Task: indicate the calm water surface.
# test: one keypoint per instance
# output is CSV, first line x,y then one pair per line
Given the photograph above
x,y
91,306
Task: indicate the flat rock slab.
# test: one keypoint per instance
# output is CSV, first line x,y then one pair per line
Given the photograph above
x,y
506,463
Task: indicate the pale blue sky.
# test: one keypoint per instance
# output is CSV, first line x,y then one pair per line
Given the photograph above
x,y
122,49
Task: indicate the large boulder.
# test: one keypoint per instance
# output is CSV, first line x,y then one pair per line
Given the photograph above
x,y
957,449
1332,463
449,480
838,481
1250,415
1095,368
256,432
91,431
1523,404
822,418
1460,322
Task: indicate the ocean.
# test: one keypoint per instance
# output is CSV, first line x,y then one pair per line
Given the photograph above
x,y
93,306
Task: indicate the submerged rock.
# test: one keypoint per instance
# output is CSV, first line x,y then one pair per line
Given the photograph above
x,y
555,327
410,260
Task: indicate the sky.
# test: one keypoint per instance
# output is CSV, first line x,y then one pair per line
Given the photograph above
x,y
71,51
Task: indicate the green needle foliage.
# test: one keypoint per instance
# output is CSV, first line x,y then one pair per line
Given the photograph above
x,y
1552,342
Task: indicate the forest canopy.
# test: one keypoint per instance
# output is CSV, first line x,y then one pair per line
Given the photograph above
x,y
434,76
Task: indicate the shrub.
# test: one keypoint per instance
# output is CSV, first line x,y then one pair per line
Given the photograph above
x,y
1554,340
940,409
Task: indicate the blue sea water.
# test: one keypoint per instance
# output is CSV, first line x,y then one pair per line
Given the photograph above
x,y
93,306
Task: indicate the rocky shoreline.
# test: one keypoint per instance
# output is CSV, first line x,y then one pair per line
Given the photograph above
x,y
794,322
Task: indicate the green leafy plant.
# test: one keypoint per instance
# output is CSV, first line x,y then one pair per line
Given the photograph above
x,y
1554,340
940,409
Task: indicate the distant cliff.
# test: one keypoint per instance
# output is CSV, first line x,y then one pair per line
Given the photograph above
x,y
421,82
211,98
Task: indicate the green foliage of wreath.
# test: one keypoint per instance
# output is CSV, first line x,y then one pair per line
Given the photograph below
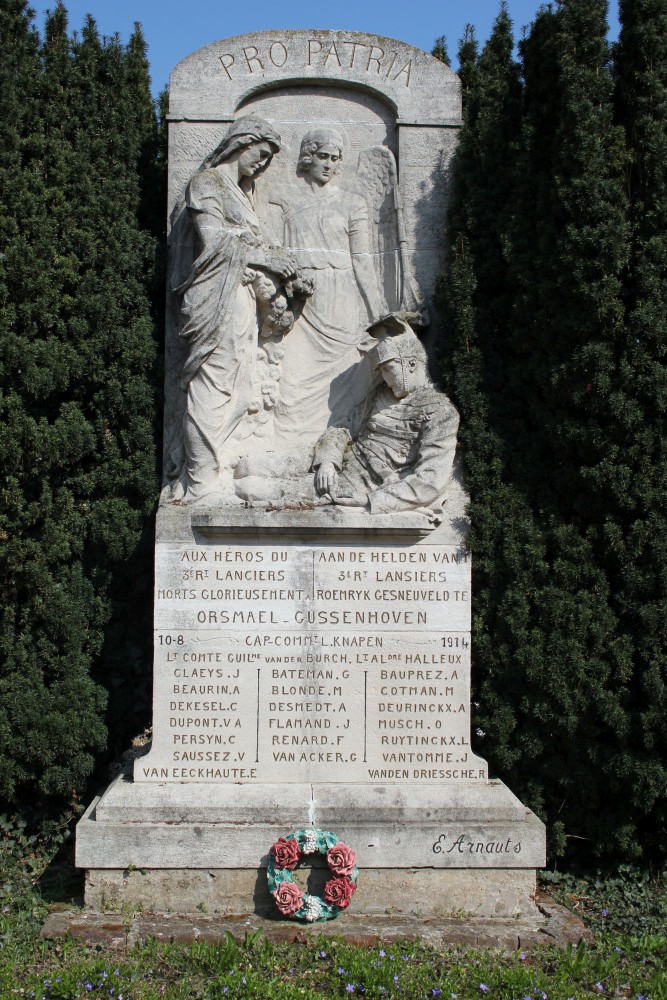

^^^^^^^^

Write out the material again from the line with "Task: indicate the shrub." up to and including its final line, keeping the request lines, and shift every x,y coordinate in the answers by adding 69 to each number. Leave the pictures out.

Task: indicate the shrub.
# test: one keypoint per instance
# output is CSV, first line x,y then one pair per line
Given the photograph above
x,y
1623,409
1009,478
Task: indicate the blue sea water.
# test: one keypoint per instance
# output is CSV, first line x,y then one pair per line
Given the photograph above
x,y
162,375
Task: indicate the rocky shoreline.
# test: one keypoint per instance
# output is CSV, first line x,y then one pair per line
Given the photograph above
x,y
863,391
Task: indicate the green leafy plant.
# test: one keypoint per instance
# output is CSV, first line x,y then one pair per line
Given the photograph above
x,y
1623,409
1009,478
Task: indicate the distant cliff.
# test: one keypoint per instance
# output is CSV, first line x,y then one pair per line
Given the photograph above
x,y
490,151
280,167
Task: indicate the green foliage of wreath.
# test: one keypoint per instance
# output is CSV, first line x,y then one pair per line
Given the photograph below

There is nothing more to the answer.